* TASK PROMPT
Render each line of the material below as a row in a Markdown table with the columns "No." and "Line", numbering the rows in order and omitting any blank lines.

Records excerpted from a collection
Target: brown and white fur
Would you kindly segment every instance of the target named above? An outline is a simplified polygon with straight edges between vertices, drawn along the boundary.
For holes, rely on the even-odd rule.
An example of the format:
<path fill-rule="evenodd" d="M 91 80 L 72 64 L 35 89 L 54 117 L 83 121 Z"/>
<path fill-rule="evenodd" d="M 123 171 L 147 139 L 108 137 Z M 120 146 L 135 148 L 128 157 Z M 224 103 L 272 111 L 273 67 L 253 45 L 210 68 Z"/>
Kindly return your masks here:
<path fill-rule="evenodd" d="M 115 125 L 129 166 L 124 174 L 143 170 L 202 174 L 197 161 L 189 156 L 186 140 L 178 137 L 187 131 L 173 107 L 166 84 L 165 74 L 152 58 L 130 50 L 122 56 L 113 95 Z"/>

* SOLUTION TO THIS PROBLEM
| No. | Line |
|---|---|
| 1 | Target: brown and white fur |
| 2 | Would you kindly segment every instance of the target named above? An outline is a simplified polygon with straight edges between vertices, drawn along the boundary. |
| 3 | For holes, rely on the even-odd rule. |
| 4 | An example of the format: |
| 5 | <path fill-rule="evenodd" d="M 91 80 L 72 64 L 35 89 L 54 117 L 83 121 Z"/> |
| 6 | <path fill-rule="evenodd" d="M 123 171 L 147 139 L 108 137 Z M 120 146 L 135 148 L 128 157 Z M 224 103 L 272 111 L 273 67 L 253 45 L 210 68 Z"/> |
| 7 | Kindly return your masks here: |
| 8 | <path fill-rule="evenodd" d="M 115 125 L 129 166 L 124 174 L 143 170 L 202 174 L 197 161 L 189 156 L 186 140 L 178 137 L 187 131 L 173 107 L 166 84 L 165 74 L 152 58 L 130 50 L 122 56 L 113 95 Z"/> |